• _Task 1_:
In the tariff article, what rate of Section 232 tariffs has the US been applying to steel and aluminum imports since 12 March 2025?
• _Task 2_:
According to the tariff article, why had the EU not announced any countermeasures until 11 March? Please answer in one to three sentences.
• _Task 3_:
Extend the tariff article from its final sentence.

• _Text section_:
□ □ □
14 March 2025

EU responds to US tariffs on steel and aluminum

  • The European Union is responding to the United States's imposition of tariffs on steel and aluminum by imposing countermeasures in two steps.
  • It will be crucial for businesses to assess the potential impact of the two-step countermeasures by, for example, evaluating the extent to which they have recently imported or expect to import products covered by commodity codes for which tariffs are being reimposed or could be imposed.
 

Executive summary

On 12 March 2925, the European Commission announced countermeasures in response to steel and aluminum tariffs now being imposed by the United States (US).

Since 12 March 2025, the US has been applying Section 232 tariffs of 25% on imports of steel, aluminum and certain products containing steel and aluminum. These measures apply erga omnes (i.e., against all trade partners) and do not specifically target products originating from certain countries. (For additional information, see EY Global Tax Alert, European Union and Canada counter US steel and aluminum tariffs with retaliatory measures, dated 13 March 2025.)

Until 11 March, the European Union (EU) had not announced any countermeasures, taking into consideration that various tariffs had already been announced and withdrawn since Donald Trump took office on 20 January 2025. However, the implementation of the 12 March steel and aluminum tariffs have triggered a two-step reaction from the EU.
□ □ □
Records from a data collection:
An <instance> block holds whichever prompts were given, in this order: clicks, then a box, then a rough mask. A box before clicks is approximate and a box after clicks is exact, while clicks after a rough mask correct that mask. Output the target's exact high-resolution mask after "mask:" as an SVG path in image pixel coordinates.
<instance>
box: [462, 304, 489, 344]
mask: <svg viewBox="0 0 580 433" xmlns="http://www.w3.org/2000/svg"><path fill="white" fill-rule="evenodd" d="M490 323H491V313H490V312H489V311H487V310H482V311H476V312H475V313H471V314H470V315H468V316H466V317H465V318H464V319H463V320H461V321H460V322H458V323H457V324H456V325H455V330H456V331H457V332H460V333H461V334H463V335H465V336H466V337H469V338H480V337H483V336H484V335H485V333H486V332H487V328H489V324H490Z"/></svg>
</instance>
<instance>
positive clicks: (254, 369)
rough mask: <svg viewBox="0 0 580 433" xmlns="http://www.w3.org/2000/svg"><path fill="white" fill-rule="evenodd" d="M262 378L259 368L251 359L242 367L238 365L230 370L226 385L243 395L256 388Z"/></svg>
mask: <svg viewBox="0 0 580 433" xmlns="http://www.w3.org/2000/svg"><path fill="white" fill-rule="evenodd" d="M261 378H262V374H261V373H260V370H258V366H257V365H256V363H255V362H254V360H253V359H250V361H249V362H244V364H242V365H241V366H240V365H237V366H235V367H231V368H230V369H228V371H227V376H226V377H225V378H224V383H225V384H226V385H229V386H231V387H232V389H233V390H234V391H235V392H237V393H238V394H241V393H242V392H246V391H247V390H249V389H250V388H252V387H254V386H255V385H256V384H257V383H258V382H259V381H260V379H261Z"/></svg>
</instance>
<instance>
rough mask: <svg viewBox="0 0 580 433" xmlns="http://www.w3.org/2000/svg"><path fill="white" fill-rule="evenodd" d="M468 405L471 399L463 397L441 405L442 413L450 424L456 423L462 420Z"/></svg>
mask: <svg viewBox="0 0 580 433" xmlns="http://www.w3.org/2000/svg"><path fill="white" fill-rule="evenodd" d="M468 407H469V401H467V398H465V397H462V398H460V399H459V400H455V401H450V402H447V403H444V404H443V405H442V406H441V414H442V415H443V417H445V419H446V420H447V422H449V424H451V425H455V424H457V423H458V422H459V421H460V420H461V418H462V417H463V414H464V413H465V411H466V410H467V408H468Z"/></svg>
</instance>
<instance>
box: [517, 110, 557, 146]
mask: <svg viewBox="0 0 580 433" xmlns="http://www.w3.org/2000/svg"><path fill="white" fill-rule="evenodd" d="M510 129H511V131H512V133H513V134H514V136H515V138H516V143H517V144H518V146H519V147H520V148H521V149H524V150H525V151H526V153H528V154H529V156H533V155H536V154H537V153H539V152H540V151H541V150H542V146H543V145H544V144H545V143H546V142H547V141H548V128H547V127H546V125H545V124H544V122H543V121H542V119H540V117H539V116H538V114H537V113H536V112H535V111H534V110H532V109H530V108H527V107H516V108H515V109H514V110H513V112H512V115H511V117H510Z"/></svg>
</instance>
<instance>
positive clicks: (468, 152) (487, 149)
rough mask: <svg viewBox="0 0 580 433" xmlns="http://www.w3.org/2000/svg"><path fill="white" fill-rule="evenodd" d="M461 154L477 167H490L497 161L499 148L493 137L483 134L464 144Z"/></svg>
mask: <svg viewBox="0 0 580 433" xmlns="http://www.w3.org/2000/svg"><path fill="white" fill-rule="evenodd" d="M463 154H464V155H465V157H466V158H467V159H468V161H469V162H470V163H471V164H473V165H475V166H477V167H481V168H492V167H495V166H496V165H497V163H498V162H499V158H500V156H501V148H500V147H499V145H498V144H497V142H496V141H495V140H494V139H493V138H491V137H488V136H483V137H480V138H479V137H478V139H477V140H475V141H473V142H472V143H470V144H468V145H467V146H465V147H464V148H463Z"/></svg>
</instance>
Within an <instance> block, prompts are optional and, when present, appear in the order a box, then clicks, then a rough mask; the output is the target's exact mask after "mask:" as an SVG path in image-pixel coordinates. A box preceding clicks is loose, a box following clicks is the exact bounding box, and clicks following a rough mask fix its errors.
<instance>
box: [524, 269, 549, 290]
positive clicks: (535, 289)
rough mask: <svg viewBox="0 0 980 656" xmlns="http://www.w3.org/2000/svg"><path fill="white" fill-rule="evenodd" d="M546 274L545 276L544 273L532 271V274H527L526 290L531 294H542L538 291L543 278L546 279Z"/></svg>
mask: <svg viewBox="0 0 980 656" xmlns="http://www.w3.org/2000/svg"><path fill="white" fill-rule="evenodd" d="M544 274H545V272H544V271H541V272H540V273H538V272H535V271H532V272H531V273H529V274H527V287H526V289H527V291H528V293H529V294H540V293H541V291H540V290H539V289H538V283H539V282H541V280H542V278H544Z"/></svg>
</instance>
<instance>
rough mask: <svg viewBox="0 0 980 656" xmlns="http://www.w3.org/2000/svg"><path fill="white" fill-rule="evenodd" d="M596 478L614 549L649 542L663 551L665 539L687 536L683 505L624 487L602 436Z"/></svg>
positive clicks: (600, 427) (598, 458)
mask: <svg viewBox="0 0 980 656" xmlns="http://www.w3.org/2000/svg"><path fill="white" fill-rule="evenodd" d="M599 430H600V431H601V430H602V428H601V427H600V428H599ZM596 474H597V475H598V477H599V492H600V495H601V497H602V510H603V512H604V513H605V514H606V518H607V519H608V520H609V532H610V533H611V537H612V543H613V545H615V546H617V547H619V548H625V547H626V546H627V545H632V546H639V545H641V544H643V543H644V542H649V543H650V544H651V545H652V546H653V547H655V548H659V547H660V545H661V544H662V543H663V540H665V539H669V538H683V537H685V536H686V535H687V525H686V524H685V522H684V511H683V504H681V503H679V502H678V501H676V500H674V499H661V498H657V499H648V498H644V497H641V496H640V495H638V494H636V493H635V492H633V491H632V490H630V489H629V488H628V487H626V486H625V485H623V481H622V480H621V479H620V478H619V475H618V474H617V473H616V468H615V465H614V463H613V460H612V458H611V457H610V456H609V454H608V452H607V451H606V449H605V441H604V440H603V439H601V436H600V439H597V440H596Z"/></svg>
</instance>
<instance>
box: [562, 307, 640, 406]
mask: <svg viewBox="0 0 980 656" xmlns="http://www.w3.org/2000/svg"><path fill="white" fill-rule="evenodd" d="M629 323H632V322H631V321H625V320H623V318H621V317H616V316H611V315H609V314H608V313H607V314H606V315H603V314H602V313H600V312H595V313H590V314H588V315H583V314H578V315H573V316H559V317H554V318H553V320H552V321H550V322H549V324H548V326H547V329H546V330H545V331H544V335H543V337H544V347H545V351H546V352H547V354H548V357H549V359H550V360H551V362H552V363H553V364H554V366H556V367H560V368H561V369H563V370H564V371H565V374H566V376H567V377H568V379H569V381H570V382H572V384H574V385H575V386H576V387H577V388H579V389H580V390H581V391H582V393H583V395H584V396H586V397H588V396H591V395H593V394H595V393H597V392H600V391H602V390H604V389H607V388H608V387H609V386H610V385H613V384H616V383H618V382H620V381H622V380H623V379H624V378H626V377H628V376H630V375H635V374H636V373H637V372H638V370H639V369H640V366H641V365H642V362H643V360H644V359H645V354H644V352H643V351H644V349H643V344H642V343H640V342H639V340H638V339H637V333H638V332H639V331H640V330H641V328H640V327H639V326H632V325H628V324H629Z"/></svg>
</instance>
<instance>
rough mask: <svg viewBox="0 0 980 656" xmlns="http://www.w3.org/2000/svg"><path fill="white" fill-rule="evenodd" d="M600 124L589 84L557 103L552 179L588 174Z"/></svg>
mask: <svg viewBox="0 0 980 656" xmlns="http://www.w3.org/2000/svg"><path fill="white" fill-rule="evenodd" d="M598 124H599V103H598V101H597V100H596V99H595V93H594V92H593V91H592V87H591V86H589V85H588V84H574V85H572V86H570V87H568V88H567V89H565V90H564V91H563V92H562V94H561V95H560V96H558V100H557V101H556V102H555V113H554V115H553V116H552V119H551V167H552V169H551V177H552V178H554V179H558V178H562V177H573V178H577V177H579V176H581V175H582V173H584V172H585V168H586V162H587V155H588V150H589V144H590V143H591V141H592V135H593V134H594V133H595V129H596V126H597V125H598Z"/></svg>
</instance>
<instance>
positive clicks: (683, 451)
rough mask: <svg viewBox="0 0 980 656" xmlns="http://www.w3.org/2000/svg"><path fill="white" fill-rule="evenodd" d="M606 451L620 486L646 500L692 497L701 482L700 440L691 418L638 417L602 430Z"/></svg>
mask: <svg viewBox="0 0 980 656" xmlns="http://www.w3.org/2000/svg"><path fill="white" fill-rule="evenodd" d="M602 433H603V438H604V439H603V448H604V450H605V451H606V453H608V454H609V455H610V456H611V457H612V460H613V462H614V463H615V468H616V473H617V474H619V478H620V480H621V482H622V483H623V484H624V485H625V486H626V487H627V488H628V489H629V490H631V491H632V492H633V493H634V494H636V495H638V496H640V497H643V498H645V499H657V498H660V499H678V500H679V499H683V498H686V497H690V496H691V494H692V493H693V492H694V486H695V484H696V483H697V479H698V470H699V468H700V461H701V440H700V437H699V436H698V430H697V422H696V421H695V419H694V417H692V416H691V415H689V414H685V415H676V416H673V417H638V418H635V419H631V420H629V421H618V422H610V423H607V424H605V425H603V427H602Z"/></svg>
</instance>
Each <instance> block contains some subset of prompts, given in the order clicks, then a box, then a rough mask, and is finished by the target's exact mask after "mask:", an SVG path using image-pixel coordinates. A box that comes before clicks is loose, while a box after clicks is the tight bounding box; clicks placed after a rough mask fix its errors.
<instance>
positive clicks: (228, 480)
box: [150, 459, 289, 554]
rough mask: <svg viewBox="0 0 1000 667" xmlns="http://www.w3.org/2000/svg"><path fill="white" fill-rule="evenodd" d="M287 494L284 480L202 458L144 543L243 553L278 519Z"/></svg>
□ □ □
• _Task output 1_:
25%

• _Task output 2_:
The EU held back because various tariffs had already been announced and then withdrawn after Donald Trump took office on 20 January 2025. Once the steel and aluminum tariffs were actually implemented on 12 March, they triggered a two-step reaction from the EU.

• _Task output 3_:
EU two-step reaction

First, the EU is reinstating the commercial policy measures that were adopted in 2018, during Donald Trump's first administration, and had been suspended since 2022. These measures will take effect again as of 1 April 2025 and will target imports of certain products originating from the United States. The targeted products include bourbon, certain textile products, specific steel and aluminum products, motorbikes and boats. It is important to note that Annex II to the EU's 2018 countermeasures will also become applicable for the first time — the annex had not been implemented prior to the 2022 suspension.

The 2022 suspension of these measures would have automatically ended on 31 March 2025, necessitating the EU to determine how to proceed with these tariffs.

Second, the EU has published a nearly 100-page document listing tariff codes that could be subject to new additional tariffs. The value of the targeted imports totals approximately €18b, encompassing a wide variety of both industrial and agricultural products.

This list will now serve as the basis for a consultation process running until 26 March 2025. Based on the input received from stakeholders, the European Commission will prepare an implementing regulation to be adopted following a consultation process with the various EU Member States. The European Commission anticipates that the new measures will ultimately enter into force in mid-April.

What should businesses do?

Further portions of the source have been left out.